> Exercise instructions
Collect every line of the data below that contains the string "snow", matching case exactly.

───── Supplied entries ─────

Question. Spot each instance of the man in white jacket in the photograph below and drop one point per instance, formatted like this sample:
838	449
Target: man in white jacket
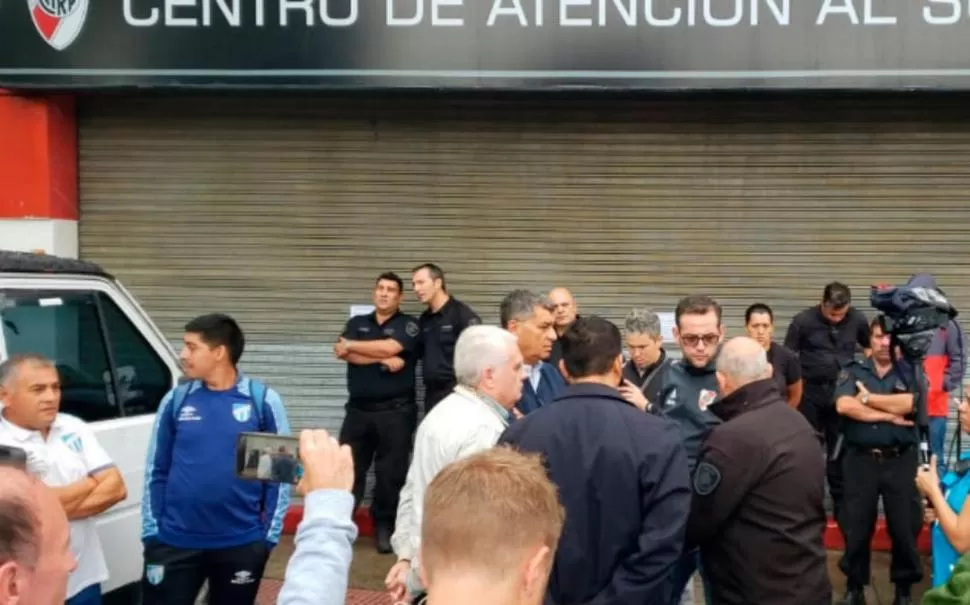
490	371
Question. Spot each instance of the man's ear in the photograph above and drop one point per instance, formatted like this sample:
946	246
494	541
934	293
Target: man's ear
422	573
537	569
13	584
562	370
721	382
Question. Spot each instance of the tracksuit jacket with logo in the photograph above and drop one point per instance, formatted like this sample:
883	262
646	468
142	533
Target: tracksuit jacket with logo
193	498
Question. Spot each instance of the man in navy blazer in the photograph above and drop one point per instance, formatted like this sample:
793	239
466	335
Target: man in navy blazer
529	316
622	478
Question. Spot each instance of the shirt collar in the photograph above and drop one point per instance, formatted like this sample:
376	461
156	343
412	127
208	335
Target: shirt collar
493	405
23	435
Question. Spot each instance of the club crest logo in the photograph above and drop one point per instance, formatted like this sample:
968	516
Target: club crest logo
242	412
155	574
59	22
706	398
73	442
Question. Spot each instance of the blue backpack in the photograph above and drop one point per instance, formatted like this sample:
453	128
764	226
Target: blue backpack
956	489
257	394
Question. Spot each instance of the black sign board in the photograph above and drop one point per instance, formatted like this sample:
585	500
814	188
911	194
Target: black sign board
488	44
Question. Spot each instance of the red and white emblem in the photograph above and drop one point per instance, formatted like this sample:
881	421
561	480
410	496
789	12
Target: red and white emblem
706	398
59	22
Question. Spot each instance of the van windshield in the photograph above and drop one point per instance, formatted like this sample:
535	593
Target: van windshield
107	369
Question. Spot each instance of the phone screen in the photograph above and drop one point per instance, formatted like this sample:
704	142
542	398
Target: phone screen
13	456
268	457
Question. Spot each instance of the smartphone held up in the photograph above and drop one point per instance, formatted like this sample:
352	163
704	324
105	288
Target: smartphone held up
268	457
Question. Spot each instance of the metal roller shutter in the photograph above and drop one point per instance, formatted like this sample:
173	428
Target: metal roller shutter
281	211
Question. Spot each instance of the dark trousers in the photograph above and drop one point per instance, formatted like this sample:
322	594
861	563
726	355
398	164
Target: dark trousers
174	576
867	477
818	407
435	392
383	438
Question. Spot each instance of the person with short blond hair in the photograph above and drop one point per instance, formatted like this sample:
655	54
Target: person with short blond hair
493	524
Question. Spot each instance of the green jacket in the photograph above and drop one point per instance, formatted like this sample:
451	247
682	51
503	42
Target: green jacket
957	589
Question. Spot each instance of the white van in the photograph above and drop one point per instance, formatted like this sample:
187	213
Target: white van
115	366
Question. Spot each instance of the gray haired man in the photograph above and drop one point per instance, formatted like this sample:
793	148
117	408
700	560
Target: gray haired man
488	368
528	316
648	358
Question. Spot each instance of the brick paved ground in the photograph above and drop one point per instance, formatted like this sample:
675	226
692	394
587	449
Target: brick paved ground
270	589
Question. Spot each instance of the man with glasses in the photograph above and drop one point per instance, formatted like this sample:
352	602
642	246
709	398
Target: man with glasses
825	338
687	387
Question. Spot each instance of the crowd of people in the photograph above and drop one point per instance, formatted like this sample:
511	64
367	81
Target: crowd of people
549	466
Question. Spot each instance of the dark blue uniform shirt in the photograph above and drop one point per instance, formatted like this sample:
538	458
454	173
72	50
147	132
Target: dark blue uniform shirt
873	434
373	386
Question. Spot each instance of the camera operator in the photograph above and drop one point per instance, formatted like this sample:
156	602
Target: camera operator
880	459
951	531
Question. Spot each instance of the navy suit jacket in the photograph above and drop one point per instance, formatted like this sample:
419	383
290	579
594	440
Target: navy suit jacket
550	386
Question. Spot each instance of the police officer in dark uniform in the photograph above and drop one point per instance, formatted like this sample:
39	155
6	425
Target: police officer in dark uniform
441	324
379	349
881	458
825	338
758	511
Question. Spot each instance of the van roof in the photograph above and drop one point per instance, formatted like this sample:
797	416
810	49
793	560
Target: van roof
28	262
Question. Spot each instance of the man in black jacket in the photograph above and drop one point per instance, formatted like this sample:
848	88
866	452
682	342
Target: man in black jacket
622	478
759	488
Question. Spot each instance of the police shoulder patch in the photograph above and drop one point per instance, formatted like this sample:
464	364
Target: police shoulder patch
706	479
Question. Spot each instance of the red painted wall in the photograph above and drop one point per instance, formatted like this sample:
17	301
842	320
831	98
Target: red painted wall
38	157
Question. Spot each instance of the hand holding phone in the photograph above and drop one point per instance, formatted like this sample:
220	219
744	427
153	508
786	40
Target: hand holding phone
326	463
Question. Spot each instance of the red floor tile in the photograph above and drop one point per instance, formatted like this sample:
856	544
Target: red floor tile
269	591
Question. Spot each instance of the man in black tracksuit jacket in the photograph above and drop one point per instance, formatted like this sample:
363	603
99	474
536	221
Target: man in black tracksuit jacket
622	478
683	391
758	510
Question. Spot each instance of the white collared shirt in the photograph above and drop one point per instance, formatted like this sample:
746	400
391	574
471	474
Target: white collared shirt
69	454
462	424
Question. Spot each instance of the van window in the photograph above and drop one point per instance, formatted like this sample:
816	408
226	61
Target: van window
107	369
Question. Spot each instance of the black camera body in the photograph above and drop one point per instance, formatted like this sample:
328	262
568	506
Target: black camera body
913	316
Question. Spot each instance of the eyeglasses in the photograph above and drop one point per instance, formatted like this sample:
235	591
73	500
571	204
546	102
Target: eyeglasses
692	340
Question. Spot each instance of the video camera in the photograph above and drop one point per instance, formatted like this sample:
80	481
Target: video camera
913	316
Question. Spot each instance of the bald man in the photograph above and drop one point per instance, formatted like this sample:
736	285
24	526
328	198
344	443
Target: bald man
563	315
35	560
760	483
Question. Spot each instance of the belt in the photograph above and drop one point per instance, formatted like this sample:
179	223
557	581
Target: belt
883	453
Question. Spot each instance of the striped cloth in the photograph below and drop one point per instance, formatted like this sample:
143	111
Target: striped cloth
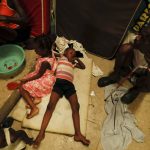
64	69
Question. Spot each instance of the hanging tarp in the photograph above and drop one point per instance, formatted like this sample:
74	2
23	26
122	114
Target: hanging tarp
98	24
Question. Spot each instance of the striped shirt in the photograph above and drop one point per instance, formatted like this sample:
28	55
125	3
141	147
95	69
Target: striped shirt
64	69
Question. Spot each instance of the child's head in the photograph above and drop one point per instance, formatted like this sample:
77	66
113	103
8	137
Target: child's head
43	45
70	53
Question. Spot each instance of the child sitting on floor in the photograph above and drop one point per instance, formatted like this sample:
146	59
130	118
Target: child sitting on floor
64	86
39	82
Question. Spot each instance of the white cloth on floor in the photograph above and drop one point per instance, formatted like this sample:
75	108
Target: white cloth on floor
120	125
62	44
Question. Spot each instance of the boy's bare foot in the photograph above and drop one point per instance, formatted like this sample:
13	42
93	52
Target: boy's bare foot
82	139
33	113
38	141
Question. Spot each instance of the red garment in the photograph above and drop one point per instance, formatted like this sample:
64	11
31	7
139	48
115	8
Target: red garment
43	85
38	14
5	10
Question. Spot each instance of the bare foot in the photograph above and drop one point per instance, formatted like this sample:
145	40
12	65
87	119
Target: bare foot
38	141
33	113
82	139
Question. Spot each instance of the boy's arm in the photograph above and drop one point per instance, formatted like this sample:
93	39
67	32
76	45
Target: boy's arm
44	66
20	18
78	63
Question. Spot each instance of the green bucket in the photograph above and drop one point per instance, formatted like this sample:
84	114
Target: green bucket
11	60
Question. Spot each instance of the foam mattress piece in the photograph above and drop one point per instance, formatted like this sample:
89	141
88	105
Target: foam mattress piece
61	121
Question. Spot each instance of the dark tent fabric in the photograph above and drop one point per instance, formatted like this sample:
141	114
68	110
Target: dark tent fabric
98	24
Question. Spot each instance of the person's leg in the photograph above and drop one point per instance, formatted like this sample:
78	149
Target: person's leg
47	116
27	97
20	134
121	68
76	120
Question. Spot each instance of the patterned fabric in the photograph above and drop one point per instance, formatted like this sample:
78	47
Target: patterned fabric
64	69
43	85
5	10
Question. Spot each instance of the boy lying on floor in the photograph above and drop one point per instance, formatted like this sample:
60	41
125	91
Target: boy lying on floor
64	86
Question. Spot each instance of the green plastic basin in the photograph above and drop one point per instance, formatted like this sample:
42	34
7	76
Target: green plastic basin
11	59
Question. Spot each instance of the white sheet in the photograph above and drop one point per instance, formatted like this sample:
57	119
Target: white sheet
61	121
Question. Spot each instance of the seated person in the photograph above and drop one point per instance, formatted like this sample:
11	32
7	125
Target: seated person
124	65
13	22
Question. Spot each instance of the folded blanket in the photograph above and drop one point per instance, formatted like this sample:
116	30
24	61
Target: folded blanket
120	125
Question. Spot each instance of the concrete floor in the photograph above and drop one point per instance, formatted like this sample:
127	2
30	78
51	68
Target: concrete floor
96	116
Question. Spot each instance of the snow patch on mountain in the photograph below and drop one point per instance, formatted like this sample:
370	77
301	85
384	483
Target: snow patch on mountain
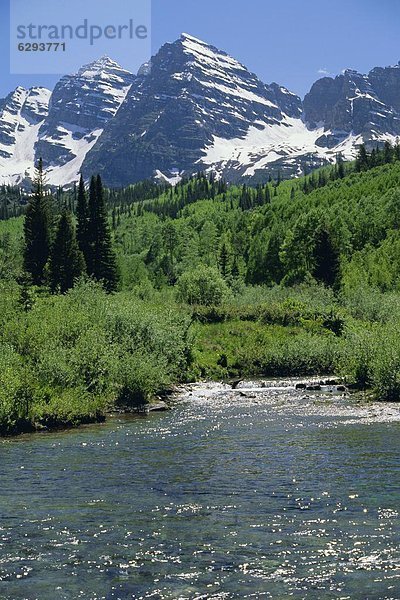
23	114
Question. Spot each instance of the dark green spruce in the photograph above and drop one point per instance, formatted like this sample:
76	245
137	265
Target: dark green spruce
101	261
37	229
67	263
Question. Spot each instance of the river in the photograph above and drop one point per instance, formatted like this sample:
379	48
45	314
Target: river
253	493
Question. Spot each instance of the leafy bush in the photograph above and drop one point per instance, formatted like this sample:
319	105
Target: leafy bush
204	286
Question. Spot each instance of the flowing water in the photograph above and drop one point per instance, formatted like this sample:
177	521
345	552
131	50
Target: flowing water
267	493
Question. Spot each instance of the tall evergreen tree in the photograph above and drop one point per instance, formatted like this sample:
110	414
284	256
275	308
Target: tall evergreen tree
340	166
37	238
362	160
102	261
82	215
66	259
326	257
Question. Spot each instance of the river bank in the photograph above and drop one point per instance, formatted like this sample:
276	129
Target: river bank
326	390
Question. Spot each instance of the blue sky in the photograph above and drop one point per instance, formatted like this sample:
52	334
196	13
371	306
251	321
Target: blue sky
292	42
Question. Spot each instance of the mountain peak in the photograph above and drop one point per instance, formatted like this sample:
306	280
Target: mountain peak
98	66
191	38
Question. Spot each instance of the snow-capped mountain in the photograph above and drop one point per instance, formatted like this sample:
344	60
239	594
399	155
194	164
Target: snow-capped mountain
61	126
197	108
192	107
80	107
21	115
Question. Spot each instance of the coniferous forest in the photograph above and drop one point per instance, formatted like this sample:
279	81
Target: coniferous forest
109	297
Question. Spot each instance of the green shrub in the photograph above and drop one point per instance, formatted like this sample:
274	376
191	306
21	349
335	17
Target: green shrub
204	286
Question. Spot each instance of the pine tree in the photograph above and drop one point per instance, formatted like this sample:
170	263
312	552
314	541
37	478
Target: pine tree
37	224
66	259
102	261
326	259
362	160
340	166
225	257
82	215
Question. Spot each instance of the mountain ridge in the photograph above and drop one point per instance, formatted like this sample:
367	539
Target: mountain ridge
191	107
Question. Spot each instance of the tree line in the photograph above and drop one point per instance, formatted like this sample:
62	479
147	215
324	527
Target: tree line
55	252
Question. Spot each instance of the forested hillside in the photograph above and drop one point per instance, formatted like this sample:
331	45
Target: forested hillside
203	280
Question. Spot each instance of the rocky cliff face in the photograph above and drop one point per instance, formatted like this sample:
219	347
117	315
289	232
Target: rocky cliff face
193	95
360	106
192	107
21	115
80	107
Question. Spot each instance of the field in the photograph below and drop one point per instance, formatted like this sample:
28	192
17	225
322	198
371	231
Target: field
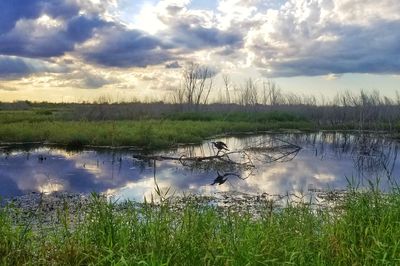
151	126
361	229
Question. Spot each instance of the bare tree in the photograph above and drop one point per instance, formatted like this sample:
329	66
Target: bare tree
226	79
197	84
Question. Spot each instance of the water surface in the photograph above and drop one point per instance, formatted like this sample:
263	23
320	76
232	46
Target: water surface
265	163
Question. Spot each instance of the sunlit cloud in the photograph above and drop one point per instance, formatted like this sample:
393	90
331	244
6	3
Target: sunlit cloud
91	44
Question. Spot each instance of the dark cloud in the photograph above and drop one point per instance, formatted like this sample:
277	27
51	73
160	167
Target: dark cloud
174	64
24	41
119	47
11	67
198	37
13	10
356	49
81	28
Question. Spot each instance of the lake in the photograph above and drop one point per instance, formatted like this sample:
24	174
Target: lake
268	163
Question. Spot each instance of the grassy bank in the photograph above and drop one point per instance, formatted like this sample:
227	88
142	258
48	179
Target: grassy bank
28	126
365	230
112	125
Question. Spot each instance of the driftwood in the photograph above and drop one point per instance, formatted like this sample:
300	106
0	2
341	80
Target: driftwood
226	167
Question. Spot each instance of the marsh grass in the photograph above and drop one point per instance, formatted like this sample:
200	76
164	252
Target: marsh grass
147	134
364	230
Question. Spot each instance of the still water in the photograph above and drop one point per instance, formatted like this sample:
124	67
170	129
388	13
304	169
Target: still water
271	163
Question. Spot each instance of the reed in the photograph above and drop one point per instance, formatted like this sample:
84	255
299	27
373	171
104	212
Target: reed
364	230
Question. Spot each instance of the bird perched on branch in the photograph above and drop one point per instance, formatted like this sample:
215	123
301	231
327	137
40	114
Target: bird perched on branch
220	145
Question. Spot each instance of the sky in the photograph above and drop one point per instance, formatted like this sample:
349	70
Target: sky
83	50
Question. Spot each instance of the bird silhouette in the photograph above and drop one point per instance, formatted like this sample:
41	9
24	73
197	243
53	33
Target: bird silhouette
220	145
220	179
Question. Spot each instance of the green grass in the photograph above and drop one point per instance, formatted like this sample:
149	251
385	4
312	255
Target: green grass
364	231
147	134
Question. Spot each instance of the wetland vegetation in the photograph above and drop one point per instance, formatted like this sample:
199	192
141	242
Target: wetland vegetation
362	229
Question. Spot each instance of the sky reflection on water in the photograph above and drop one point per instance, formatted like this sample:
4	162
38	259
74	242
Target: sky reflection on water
324	162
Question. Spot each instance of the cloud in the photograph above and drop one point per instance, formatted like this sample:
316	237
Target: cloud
47	37
14	67
119	47
304	38
14	10
194	29
174	64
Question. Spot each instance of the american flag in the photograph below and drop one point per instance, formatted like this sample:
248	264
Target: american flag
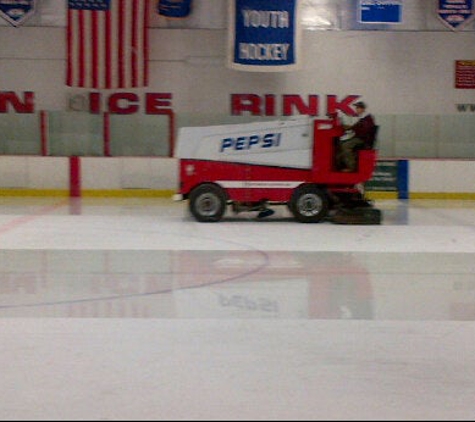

─────

> Reply
Question. Spot each instance of the snow patch on mountain in the photograph below and drop one point per instance, formatted like this sample:
Target: snow patch on mountain
Question. Spot each instance of the snow-capped mountain in the photograph above and drop one point per instance, formatted like this sample:
Target: snow-capped mountain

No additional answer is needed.